→ Aim:
Rewrite all of the data below with "single marker" changed to "single dot" and everything else left the same, and leave the pictures out of your answer.

→ Given entries:
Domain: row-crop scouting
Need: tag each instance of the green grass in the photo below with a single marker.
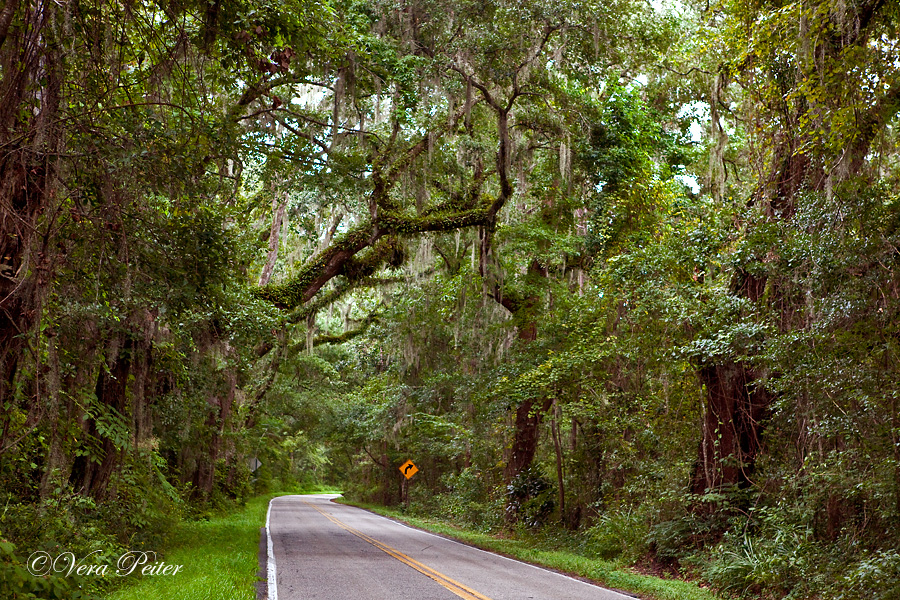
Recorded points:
(606, 573)
(220, 558)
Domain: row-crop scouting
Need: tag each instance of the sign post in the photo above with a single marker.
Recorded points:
(408, 469)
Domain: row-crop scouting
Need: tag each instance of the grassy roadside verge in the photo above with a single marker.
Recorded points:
(220, 558)
(606, 573)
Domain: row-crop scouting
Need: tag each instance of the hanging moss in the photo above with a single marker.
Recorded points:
(347, 335)
(290, 294)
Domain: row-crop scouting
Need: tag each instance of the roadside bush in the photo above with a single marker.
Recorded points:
(619, 534)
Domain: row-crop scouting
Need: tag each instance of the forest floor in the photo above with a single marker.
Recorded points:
(557, 555)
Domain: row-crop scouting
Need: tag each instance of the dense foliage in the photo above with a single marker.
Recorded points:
(602, 270)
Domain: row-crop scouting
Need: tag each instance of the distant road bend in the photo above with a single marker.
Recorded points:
(319, 550)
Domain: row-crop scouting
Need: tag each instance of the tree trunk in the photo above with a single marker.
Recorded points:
(736, 405)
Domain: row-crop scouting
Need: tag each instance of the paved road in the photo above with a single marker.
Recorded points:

→ The solution:
Domain: row-crop scouting
Need: tag each instance of the green grass in the photo below with a single dot.
Recorded points:
(606, 573)
(220, 558)
Domain: row-crop scouting
Need: tag each instance of the sign post in the photo above with a single dot.
Recorded points:
(408, 469)
Domain: row-crop scouting
Need: tag each instance of the grassy roadside verge in the photo above with a single dot.
Recorded points:
(220, 558)
(606, 573)
Domain: row-crop scouting
Need: tag each instance of the hanging moss in the photo above with a single dot.
Recorded points:
(347, 335)
(290, 294)
Domain: row-crop scouting
Need: tag each instance of the roadside bush in the photo above with a single dot.
Recorded points:
(619, 534)
Domain: row-crop scouting
Need: tag each instance of the forest floor in the photo above with a single dot.
Recorded points:
(557, 555)
Domain: row-crop scouting
Need: tag each instance of the dense foliage in the photo above with a single dot.
Recorded points:
(602, 270)
Domain: row-crop scouting
Need: tag each instance of the distant road bend in the photo above with a single dot.
Recorded points:
(319, 550)
Domain: row-crop scouting
Need: tag each instance of the tree trunk in the photo above with a single dot.
Recorded points:
(736, 405)
Domain: row-crop scouting
Need: tag each instance of the paved road in the photo above with a single dot.
Recorded points:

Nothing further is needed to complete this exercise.